:: Directions ::
Reproduce the records below word for word, line by line, with nothing changed.

:: Data supplied ::
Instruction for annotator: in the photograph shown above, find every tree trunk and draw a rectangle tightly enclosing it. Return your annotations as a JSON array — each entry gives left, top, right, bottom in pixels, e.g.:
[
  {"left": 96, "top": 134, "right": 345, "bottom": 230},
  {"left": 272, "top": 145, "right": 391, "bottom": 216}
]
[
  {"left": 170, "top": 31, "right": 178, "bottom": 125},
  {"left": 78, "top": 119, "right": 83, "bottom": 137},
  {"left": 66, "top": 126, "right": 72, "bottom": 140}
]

:: The completed task ::
Instruction for annotator: in the photograph shown above, find every tree trunk and draw a rectangle tightly enclosing it. Return your annotations as a JSON array — each entry gives left, top, right, bottom in pixels, e.g.:
[
  {"left": 96, "top": 134, "right": 345, "bottom": 230},
  {"left": 272, "top": 145, "right": 391, "bottom": 216}
]
[
  {"left": 170, "top": 31, "right": 178, "bottom": 125},
  {"left": 78, "top": 119, "right": 83, "bottom": 137},
  {"left": 66, "top": 126, "right": 72, "bottom": 140}
]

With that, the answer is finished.